## Problem requirements
Would you please transcribe, exactly as written, the lines of the entries below starting at the one that holds "Wildlife camera triggered — scan the photo above for teal" and ending at the one that holds "Wildlife camera triggered — scan the photo above for wooden", both included?

/---

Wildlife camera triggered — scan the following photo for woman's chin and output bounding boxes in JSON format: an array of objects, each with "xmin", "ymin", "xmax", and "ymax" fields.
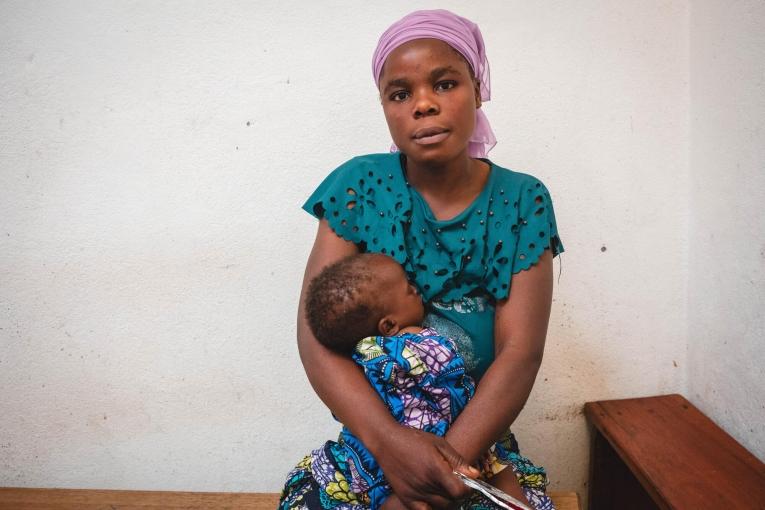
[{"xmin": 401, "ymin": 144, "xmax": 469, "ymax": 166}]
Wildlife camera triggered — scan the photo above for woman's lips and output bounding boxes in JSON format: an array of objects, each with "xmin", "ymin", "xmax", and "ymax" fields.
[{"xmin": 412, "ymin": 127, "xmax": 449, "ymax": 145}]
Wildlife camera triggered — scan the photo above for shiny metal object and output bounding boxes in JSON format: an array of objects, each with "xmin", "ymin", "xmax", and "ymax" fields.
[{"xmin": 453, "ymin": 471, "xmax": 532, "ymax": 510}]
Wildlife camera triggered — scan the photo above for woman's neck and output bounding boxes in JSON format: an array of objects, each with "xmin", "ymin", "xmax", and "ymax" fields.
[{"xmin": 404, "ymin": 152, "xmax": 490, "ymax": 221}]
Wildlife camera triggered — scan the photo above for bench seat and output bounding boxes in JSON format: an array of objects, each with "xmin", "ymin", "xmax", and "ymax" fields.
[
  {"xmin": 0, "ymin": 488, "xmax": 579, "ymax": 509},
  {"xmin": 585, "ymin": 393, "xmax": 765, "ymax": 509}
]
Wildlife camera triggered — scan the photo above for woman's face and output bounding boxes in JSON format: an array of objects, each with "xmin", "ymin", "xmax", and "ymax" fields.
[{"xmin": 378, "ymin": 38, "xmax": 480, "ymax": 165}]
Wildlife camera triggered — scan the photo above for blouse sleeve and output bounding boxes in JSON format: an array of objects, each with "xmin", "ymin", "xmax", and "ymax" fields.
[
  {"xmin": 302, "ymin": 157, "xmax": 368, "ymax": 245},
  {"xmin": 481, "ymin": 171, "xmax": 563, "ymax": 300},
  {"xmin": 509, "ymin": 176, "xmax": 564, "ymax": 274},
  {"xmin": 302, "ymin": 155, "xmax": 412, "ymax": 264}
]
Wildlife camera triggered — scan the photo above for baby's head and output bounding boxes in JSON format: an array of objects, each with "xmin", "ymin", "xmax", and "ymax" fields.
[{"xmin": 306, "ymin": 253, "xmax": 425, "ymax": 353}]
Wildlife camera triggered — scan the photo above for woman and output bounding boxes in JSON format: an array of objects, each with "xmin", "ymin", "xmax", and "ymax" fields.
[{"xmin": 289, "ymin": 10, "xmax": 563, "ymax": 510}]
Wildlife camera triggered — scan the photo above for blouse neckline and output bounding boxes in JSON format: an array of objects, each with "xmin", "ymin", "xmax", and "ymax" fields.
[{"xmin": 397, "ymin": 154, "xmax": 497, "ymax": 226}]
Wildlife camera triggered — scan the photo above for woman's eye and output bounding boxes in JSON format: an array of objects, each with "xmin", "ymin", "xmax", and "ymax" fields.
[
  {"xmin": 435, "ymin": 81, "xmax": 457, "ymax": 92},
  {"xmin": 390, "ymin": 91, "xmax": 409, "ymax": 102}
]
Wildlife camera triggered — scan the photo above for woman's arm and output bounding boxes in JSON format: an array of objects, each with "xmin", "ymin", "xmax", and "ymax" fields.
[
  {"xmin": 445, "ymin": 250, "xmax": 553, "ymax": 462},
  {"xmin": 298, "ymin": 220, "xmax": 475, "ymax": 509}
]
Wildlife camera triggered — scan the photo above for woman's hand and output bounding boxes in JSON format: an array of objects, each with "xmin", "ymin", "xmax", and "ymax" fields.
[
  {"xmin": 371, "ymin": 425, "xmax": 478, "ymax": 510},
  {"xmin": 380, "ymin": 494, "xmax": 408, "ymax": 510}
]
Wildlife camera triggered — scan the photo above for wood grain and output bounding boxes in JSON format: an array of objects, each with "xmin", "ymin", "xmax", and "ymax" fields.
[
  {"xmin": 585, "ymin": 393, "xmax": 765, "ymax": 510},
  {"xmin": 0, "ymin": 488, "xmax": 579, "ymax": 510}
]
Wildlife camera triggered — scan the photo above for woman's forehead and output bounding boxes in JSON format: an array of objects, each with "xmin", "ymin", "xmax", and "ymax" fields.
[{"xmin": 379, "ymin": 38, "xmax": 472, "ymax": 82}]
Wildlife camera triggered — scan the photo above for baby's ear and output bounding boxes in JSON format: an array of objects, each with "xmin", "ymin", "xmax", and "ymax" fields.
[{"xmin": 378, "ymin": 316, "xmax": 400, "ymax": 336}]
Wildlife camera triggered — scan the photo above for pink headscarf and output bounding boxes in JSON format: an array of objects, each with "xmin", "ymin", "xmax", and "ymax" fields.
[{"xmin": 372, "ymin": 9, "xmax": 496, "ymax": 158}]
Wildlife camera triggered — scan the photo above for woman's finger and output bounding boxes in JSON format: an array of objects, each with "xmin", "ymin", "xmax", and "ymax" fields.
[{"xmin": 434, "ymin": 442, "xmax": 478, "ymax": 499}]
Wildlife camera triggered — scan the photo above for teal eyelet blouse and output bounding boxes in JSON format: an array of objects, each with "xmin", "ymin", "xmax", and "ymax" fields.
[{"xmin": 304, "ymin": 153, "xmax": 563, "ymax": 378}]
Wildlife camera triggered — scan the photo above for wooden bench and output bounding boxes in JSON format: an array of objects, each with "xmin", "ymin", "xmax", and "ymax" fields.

\---
/---

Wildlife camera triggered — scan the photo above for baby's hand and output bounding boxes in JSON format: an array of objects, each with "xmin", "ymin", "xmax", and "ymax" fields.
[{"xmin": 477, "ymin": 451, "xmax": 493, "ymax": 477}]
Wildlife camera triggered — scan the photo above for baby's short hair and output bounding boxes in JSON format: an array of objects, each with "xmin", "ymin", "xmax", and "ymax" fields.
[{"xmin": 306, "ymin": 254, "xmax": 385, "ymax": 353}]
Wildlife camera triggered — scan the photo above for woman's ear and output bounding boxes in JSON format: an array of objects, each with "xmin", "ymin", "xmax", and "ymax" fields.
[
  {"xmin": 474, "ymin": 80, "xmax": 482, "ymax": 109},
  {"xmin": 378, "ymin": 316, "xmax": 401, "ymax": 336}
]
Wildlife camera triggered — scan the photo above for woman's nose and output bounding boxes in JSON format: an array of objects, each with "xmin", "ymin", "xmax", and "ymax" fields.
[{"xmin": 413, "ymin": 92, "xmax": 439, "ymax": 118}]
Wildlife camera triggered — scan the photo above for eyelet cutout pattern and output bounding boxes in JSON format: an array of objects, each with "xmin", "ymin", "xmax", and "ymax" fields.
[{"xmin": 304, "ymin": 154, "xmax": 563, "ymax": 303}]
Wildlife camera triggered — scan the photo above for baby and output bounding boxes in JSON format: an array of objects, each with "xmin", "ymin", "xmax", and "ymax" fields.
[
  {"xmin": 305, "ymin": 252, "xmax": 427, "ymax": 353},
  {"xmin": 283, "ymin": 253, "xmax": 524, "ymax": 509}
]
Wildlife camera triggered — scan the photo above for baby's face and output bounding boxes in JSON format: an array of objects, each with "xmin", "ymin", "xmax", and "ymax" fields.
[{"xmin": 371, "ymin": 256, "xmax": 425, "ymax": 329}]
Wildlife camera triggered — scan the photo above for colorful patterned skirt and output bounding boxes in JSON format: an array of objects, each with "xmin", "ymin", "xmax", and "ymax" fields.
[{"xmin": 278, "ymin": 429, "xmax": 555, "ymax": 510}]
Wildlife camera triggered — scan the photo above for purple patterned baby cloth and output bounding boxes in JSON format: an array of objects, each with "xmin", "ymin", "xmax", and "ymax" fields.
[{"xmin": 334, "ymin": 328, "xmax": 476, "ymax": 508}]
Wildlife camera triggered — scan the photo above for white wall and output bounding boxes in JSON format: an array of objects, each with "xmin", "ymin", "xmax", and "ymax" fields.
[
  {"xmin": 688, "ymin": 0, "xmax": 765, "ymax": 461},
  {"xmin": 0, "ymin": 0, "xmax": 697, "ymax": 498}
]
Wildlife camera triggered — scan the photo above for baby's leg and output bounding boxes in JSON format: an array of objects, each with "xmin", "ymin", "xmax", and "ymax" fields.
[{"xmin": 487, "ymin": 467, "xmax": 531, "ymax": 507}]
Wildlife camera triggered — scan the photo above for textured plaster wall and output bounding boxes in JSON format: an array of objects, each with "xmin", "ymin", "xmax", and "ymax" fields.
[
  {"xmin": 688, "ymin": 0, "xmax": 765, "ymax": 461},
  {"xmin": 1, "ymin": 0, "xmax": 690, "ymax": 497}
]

\---

## Task response
Wildlife camera triggered — scan the photo above for teal eyelet blouse and output bounding boxes in JSON format: an array of objects, each with "xmin", "ymin", "xmax", and "ymax" fields.
[{"xmin": 304, "ymin": 153, "xmax": 563, "ymax": 378}]
Wildlife camera triggered — scan the photo above for wooden bench and output bounding boxes in JSON format: an array of objects, each with "xmin", "ymin", "xmax", and "ymax" fields.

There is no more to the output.